### Exercise text:
--------------------

Monsoon brings life to Buriganga
It is monsoon and the fishermen of Basila are all smiles. After nine months, they are back in business, fishing in the rain-fed Buriganga.
But the joy of fishing will soon be gone for Ratan Rajbangshi, who was born and raised in a fisherman's family. And that will be because when the monsoon ends, the Buriganga will shrink and stink again. The fishes will be gone. From October till June, the Buriganga will remain highly contaminated, thanks to the tannery wastes being dumped into the water for decades.
For now, though, Ratan and three of his associates catch five to six kg of fish daily, earning about Tk 1,700.
“This will last till September. After that we will be jobless. The river water will contain dangerous toxic materials then," says Laxman Rajbangshi, another fisherman.
A number of Rajbangshis say they are among the last of the fishermen in and around Dhaka.
Laxman says his forefathers, going back four generations, were born at Basila where they lived and died as fishermen. The Buriganga and other rivers around the capital were then more generous, their waters cleaner.
"None of my three sons has taken up this profession. They are working in factories," said Laxman.
Having perceived a grim future for their family profession, the youths of Shreekhanda village have turned to car servicing or factory jobs.

--------------------

### What the task asks:
According to the Buriganga article, why will the joy of fishing soon be gone for Ratan Rajbangshi? Answer in one to three sentences. You won't need the listing for this.

### Dataset excerpt:
--------------------

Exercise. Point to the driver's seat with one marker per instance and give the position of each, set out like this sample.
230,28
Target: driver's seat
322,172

--------------------

### Answer section:
When the monsoon ends, the Buriganga will shrink and stink again, and the fish will be gone. From October till June the river stays highly contaminated because tannery wastes have been dumped into the water for decades.